**SET PROBLEM A**. Could you output the passage from the Places in the Heart review between "When her Sheriff" and "throw at her.", inclusive, word for word?

**SELECTED EXCERPT**.
——
Reviewed by Glenn Erickson

Places in the Heart is a great picture that didn't receive anywhere near the attention it deserved back in 1984. Sally Field had already reached kitsch heaven with her Oscar acceptance gush for Norma Rae, a spectacle that didn't add to her star power. She's even better in this film, which impresses because it's a real writer-director's picture in a decade when Hollywood forgot how to tell stories or make us care about characters.

Synopsis:

When her Sheriff Husband Royce (Ray Baker) is suddenly killed, new widow Edna Spalding (Sally Field) determines not lose her farm, despite the depression and hostility to her sex from her banker. She takes in a blind boarder with a negative attitude (John Malkovich). With help from her sister Margaret Lomax (Lindsay Crouse) and homeless sharecropper Moze (Danny Glover), Edna faces up to everything Southern society and nature can throw at her.

In terms of sheer quality, Places in the Heart harks back to Elia Kazan's amazing Wild River and captures a living & breathing feeling of rural Texas during the depression.  1 Waxahachie is where Benton was born, and this must be his valentine to it; Places in the Heart has the kind of detail that made Benton a hot property with his Bonnie & Clyde screenplay twenty years before. The costumes, settings, and lighting have a genuine touch, and best of all, Benton's assured and delicate direction (Kramer vs. Kramer) creates the kind of intimacy where the slightest facial expression can evoke a life changing before our eyes.

Benton also attacks the social-problem end of his story with great assurance. Arthur Penn in The Chase slandered the South as a cesspool of violence and racial evil, and soon the only Southerners in liberal movies were bad Southerners. Places in the Heart pits defenseless female Edna Spalding against a contemptuous bank manager and a redneck Cotton Gin operator (well-played by Jay Patterson), and makes it a personal experience rather than a blanket indictment of the South.
——
(Point labeling records)
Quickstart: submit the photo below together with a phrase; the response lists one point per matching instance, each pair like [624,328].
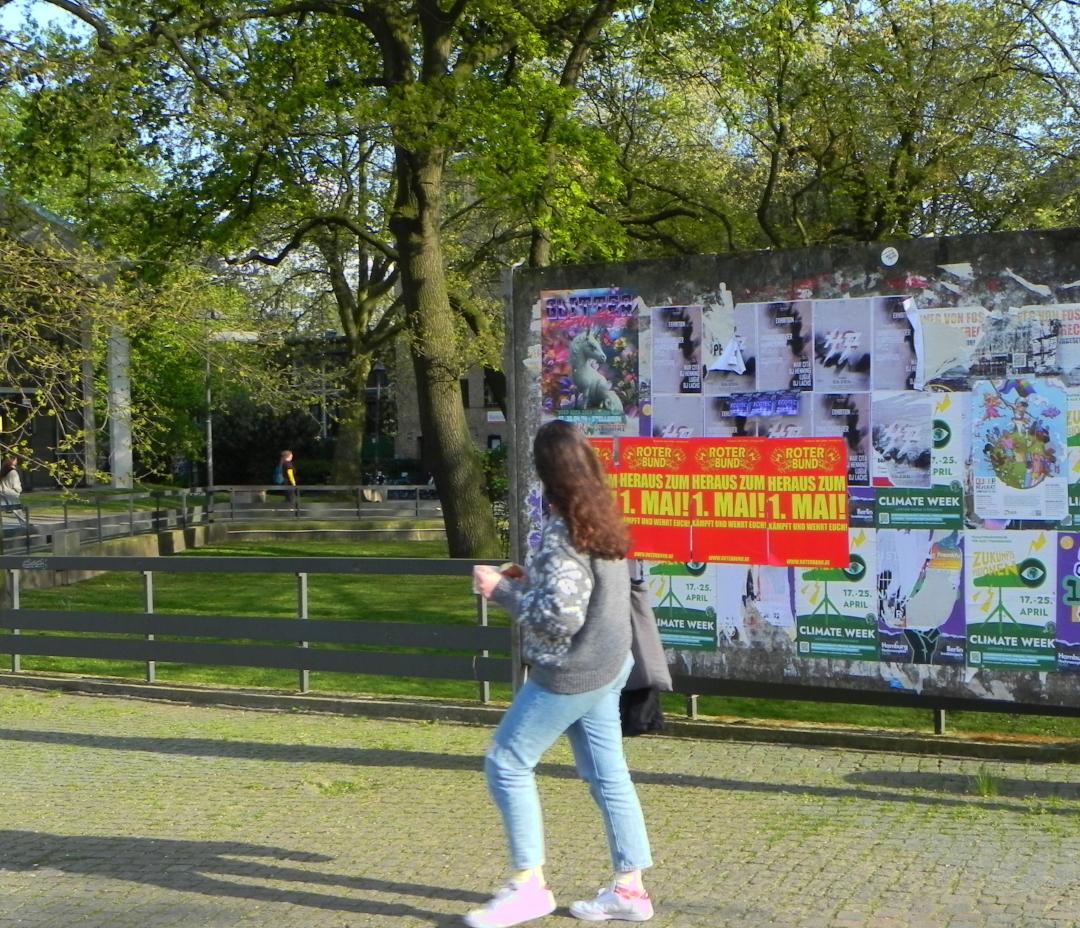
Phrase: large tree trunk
[447,445]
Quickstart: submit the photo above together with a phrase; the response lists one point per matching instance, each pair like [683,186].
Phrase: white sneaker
[615,902]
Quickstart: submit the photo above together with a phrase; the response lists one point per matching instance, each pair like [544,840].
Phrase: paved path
[124,814]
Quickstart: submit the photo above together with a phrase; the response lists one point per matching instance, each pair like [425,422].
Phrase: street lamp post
[380,375]
[210,426]
[212,338]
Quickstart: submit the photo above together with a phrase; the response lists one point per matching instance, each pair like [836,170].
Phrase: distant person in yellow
[11,486]
[284,474]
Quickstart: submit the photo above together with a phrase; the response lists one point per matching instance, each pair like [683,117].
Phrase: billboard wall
[946,371]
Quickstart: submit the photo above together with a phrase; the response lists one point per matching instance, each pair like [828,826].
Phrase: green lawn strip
[419,600]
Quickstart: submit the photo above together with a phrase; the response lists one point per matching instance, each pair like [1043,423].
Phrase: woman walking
[574,609]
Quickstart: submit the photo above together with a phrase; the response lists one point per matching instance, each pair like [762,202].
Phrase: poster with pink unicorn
[590,353]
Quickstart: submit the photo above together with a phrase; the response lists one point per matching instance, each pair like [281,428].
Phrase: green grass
[419,600]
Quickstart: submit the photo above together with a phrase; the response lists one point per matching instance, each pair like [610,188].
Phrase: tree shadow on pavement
[964,784]
[889,789]
[221,869]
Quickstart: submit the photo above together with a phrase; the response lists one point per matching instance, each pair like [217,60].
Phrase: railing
[302,644]
[160,510]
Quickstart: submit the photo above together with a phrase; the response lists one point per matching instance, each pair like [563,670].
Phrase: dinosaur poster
[590,371]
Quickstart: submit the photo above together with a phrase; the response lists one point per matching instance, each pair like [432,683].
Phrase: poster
[676,350]
[1017,345]
[949,440]
[723,421]
[934,507]
[836,607]
[684,603]
[730,349]
[807,502]
[846,416]
[894,359]
[589,365]
[740,500]
[782,415]
[1011,578]
[1018,449]
[841,346]
[902,439]
[676,417]
[784,336]
[1067,637]
[920,595]
[945,343]
[768,596]
[1066,315]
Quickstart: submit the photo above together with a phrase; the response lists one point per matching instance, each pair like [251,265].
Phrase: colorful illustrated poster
[590,359]
[842,339]
[949,438]
[1011,579]
[1068,602]
[836,607]
[676,350]
[894,359]
[730,349]
[902,439]
[920,603]
[846,416]
[784,336]
[945,343]
[1018,449]
[684,600]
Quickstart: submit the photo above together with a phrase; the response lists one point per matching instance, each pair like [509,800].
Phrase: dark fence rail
[102,514]
[257,641]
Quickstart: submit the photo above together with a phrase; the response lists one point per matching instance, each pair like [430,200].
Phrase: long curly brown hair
[575,483]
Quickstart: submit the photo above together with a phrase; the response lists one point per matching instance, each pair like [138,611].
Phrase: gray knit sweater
[574,612]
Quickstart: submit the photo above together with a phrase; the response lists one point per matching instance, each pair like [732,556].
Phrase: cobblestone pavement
[121,812]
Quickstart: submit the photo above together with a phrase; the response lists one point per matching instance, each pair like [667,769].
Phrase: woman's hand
[485,579]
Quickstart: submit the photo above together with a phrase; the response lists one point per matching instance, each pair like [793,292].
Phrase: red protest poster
[651,484]
[727,497]
[775,501]
[807,502]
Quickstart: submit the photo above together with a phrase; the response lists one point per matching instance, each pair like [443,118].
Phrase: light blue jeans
[531,725]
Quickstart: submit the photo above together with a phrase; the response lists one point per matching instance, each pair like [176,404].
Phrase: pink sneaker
[516,902]
[615,902]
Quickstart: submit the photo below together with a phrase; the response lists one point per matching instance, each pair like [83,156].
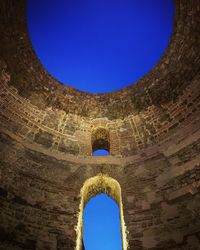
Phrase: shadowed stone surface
[46,132]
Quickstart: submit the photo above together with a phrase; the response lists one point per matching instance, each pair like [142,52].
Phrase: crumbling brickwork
[46,132]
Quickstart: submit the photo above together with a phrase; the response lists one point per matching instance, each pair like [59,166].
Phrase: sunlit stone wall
[46,144]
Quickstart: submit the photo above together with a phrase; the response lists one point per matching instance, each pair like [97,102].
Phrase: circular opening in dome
[99,46]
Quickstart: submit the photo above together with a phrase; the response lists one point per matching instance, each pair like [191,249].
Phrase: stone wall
[46,144]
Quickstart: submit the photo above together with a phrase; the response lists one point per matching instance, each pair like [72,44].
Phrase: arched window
[101,224]
[101,152]
[100,139]
[92,187]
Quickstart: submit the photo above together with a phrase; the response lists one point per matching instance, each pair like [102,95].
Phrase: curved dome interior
[48,132]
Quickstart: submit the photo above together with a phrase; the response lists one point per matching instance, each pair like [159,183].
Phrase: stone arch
[100,139]
[93,186]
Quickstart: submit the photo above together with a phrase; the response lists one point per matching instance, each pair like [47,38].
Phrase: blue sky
[102,224]
[100,152]
[99,46]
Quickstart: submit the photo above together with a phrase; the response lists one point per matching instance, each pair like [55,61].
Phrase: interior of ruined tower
[49,132]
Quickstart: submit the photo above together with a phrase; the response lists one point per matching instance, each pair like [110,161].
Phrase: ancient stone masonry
[48,132]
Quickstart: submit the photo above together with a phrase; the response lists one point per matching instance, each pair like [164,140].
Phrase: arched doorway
[92,187]
[101,224]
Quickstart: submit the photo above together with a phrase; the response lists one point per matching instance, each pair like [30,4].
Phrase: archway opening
[101,224]
[101,152]
[95,186]
[100,140]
——
**SET PROBLEM B**. Which lines in the records above contain the string "interior"? Extract each of them, treating uppercase and lowercase as different.

**PROBLEM SOLUTION A**.
When her Sheriff Husband Royce (Ray Baker) is suddenly killed, new widow Edna Spalding (Sally Field) determines not lose her farm, despite the depression and hostility to her sex from her banker. She takes in a blind boarder with a negative attitude (John Malkovich). With help from her sister Margaret Lomax (Lindsay Crouse) and homeless sharecropper Moze (Danny Glover), Edna faces up to everything Southern society and nature can throw at her.

**PROBLEM SOLUTION B**.
Phrase: curved dome interior
Phrase: interior of ruined tower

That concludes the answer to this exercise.